:: Brano di partenza

Tolomeo non ebbe successori: quello che resta del periodo romano è assai triste…Ancora più sfortunatamente, i posteri, cioè gli arabi e l’Europa del tardo medioevo, fino al 1700, conservarono le opere di Tolomeo, giudicate le migliori dell’antichità, ma non le opere dei suoi predecessori.

Nell’Impero romano…

Roma non fu certamente la culla dell’astronomia. Lo studio della stessa apparve molto tardi, nel periodo repubblicano e quando la presero in considerazione fu solamente per scopi eminentemente pratico come il calendario, la navigazione e l’agricoltura. Poi, fortunatamente, questa situazione cambiò grazie all’ingresso della meridiana ma per poter avere delle vere e proprie conquiste scientifiche bisognerà aspettare l’epoca delle conquiste di Cesare Augusto anzi, da quanto risulta, fu lui stesso uno studioso di astronomia, aveva studiate le opere di Ipparco e, addirittura scritto un trattato intitolato “De Astris” che purtroppo andò perduto.

Un anno prima della sua morte (il 44 a.C) fece riformare il calendario, visto che fino a quel momento era in uso un anno lunare di 355 giorni che comprendeva dodici lunazioni. Si servì, per questa riforma, il cui tempo era stato diviso in dodici mesi di cui il primo era martius, del matematico alessandrino Sosigene che disegnò un anno solare di 365 e un quarto e ogni quattro anni veniva inserito un giorno in più facendolo diventare un anno bisestile. Questo calendario, detto Giuliano, rimase fino al 1852 subendo un ulteriore riforma da parte di Gregorio XIII. Plinio il vecchio, morto nel 79 d. C. a causa di un’eruzione del Vesuvio, aveva scritto precedentemente una “Naturalis Historia” dedicata all’imperatore Tito e diffondendo tra i romani l’astronomia greca. Forse l’unica pecca di quest’opera, peraltro molto divulgativa era il cedere il passo anche all’astrologia di cui perfino Cesare prese a occuparsi e che, in realtà, non possiede alcun riscontro scientifico di nessun genere.

Marco Vitruvio Pollone, famoso architetto romano, scrisse, nel decimo secolo d.C. il “De Architectura” dove sono descritti ampiamente gli strumenti per misurare il tempo. Vi sono molte meridiane ed anche le istruzioni per costruirle e Vetruvio descrive anche un orologio ad acqua molto semplice e pratico.

Anneo Seneca era il maestro di Nerone e scrisse ben sette libri sui fenomeni meteorologici, sull’atmosfera, i terremoti e dei corpi celesti diventando così lo scrittore che possedeva la maggiore cultura astronomica. Una sensibilità verso le scienze che andrà ben presto a dissolversi. C’è un passo notevole nel suo settimo libro, dove egli dichiara che le comete periodiche esistono e che la loro particolarità un giorno sarebbe stata riconosciuta. Fu profeta, anche se si dovette attendere 1700 anni perché Edmond Halley ne comprovasse l’esistenza e la periodicità. Iniziò così un periodo buio per l’astronomia vera e propria e gli unici testi similari furono quelli di Marco Manilio nel 45 d.C. e di Giunio Moderato nel 60 d.C. Fu il cristianesimo a salvarla dall’oblio perché nel terzo secolo d.C Plotinio di Alessandria divulgò l’opera di Platone e dei primi scrittori cristiani. Grazie a questo i Padri della Chiesa potè usarla contro gli astrologi. Uno di questi Padri fu Sant’Agostino affidandosi però a una obsoleta cultura greca per cui il cammino sarà ancora irto di difficoltà.

::::

Compito assegnato A: Elenchi tutti i titoli di opere che il brano sull'astronomia nell'Impero romano riporta tra virgolette.
Il brano e i record provengono da fonti diverse.

:: Righe

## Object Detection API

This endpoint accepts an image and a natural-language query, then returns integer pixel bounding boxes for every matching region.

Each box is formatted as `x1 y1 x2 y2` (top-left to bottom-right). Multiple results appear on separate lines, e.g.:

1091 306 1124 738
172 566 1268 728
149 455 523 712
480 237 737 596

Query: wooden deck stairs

::::

Compito assegnato B: Modifichi i record sostituendo "natural-language query" con "plain-text query" e lasci invariato tutto il resto.

Risposta A:
- De Astris
- Naturalis Historia
- De Architectura

Risposta B:
## Object Detection API

This endpoint accepts an image and a plain-text query, then returns integer pixel bounding boxes for every matching region.

Each box is formatted as `x1 y1 x2 y2` (top-left to bottom-right). Multiple results appear on separate lines, e.g.:

1091 306 1124 738
172 566 1268 728
149 455 523 712
480 237 737 596

Query: wooden deck stairs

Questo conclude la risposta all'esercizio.